━━━━━ Supplied information

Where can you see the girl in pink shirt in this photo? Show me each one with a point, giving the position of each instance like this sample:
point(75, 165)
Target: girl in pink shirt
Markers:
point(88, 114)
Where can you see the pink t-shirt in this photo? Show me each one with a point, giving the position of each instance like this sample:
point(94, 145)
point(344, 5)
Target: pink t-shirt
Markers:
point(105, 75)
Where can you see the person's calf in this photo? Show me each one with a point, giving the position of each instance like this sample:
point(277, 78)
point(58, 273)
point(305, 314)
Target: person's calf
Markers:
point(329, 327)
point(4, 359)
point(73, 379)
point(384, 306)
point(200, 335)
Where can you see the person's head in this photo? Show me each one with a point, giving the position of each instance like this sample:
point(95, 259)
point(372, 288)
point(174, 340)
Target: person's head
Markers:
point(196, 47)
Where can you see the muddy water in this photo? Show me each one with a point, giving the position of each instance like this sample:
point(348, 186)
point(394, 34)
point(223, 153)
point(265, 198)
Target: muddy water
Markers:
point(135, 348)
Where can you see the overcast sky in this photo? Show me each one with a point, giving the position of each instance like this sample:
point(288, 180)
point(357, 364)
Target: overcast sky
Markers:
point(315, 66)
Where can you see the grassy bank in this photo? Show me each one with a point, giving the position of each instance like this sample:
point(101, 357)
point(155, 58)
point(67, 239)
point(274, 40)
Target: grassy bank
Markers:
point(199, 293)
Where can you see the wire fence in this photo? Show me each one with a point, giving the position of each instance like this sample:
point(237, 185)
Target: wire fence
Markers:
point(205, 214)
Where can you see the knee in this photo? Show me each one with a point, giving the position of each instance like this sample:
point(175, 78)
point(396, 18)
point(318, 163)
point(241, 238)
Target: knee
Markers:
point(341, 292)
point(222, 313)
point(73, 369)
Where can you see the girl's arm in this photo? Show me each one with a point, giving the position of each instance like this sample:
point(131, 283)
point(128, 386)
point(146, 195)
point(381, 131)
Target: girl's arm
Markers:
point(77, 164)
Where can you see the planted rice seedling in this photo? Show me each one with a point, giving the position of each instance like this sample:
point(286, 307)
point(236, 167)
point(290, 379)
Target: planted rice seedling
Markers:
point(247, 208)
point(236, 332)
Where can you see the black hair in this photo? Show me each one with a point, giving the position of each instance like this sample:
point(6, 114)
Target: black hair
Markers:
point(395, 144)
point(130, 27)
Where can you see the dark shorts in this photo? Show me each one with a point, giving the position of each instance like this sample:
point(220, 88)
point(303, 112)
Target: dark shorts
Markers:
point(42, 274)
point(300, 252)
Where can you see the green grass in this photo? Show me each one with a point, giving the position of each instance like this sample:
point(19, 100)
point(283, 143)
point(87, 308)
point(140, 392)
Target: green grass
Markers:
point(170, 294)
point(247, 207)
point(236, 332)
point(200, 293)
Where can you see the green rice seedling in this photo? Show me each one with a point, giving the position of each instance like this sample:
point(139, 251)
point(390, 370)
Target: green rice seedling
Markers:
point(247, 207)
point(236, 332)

━━━━━━━━━━
━━━━━ Supplied information

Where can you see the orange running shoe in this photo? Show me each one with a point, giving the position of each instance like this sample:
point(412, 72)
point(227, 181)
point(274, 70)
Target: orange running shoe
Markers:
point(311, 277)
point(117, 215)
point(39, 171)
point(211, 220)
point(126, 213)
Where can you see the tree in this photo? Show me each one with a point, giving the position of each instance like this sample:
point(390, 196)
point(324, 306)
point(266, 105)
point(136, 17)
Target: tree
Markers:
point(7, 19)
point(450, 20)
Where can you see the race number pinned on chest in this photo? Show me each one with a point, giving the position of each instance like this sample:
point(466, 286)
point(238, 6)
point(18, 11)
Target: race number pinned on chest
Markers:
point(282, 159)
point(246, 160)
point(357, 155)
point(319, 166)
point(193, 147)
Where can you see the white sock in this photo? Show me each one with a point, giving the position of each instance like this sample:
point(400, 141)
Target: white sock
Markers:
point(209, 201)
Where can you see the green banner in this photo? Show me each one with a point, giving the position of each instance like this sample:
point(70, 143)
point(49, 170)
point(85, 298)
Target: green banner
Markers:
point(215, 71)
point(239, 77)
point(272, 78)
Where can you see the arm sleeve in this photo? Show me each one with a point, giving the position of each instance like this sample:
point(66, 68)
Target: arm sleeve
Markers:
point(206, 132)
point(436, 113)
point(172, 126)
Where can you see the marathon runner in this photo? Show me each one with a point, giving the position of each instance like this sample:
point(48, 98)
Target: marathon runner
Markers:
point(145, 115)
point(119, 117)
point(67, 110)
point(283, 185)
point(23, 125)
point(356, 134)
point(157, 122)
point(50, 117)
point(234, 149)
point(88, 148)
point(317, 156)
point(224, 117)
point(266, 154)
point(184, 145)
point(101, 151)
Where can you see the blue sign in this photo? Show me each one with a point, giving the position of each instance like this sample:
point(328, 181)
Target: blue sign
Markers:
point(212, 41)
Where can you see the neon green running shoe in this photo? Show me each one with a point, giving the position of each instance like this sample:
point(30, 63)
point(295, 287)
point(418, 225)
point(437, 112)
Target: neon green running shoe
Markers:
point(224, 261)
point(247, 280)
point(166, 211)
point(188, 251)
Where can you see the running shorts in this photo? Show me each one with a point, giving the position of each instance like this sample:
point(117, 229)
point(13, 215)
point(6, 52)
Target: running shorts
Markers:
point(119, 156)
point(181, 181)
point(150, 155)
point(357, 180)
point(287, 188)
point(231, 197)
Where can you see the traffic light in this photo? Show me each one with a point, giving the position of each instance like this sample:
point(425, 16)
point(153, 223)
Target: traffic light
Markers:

━━━━━━━━━━
━━━━━ Supplied information

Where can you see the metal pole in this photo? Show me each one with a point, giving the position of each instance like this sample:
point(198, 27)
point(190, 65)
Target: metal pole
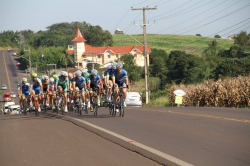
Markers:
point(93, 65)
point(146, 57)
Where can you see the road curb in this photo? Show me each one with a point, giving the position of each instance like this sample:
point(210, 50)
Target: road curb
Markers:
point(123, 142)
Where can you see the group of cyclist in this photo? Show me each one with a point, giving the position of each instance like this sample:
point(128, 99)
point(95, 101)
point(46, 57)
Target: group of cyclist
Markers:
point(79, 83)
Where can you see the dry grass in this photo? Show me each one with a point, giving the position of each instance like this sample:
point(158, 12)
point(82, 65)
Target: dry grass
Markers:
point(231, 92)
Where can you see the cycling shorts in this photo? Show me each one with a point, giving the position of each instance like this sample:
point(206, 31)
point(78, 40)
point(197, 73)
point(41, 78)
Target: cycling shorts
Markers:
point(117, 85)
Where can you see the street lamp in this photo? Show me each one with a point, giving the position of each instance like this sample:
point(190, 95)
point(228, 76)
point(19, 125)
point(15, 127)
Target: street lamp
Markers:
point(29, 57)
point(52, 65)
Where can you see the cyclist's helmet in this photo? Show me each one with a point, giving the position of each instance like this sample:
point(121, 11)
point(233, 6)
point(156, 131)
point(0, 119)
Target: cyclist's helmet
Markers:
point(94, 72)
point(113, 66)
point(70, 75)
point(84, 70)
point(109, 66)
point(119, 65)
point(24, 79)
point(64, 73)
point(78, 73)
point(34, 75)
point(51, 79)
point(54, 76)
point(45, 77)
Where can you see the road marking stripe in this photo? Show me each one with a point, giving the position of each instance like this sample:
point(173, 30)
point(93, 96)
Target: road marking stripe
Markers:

━━━━━━━━━━

* **Directions**
When a line in the records above holds "grassy", that line is to be reported.

* **Written solution**
Where can you see the grassy bank in this photo? Show me each one with a point, giving the position of each instance like this sample:
Target: grassy bank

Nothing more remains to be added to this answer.